(Position annotation records)

--- start ---

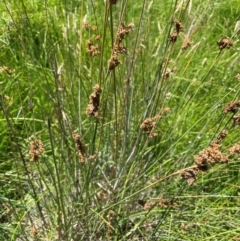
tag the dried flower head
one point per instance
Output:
(190, 175)
(86, 25)
(113, 62)
(224, 43)
(122, 31)
(173, 37)
(232, 107)
(221, 136)
(178, 26)
(236, 120)
(35, 150)
(235, 149)
(94, 101)
(119, 49)
(6, 70)
(92, 49)
(210, 155)
(186, 44)
(79, 146)
(148, 126)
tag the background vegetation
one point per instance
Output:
(106, 109)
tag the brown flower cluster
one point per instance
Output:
(148, 126)
(35, 150)
(92, 49)
(178, 28)
(79, 146)
(94, 101)
(204, 158)
(224, 43)
(233, 107)
(118, 48)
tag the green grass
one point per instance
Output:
(46, 79)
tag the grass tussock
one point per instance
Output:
(119, 120)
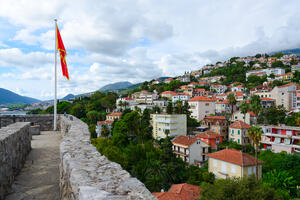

--- end ---

Short problem = Reproduce every line of the records above verbatim, leaving out the pictures.

Exercise result =
tag the dried flower head
one point per instance
Output:
(190, 175)
(86, 25)
(113, 62)
(224, 43)
(122, 31)
(173, 37)
(232, 107)
(221, 136)
(178, 26)
(236, 120)
(35, 150)
(235, 149)
(94, 101)
(119, 49)
(6, 70)
(92, 49)
(210, 155)
(186, 44)
(79, 146)
(148, 126)
tag the background vegetation
one point per instance
Output:
(106, 109)
tag the brown flower cluster
one point per instance
Output:
(148, 126)
(35, 150)
(92, 49)
(178, 28)
(79, 146)
(94, 101)
(204, 158)
(224, 43)
(233, 107)
(118, 48)
tag the green grass
one point per instance
Output:
(46, 79)
tag the grass tussock
one point per instance
Output:
(119, 120)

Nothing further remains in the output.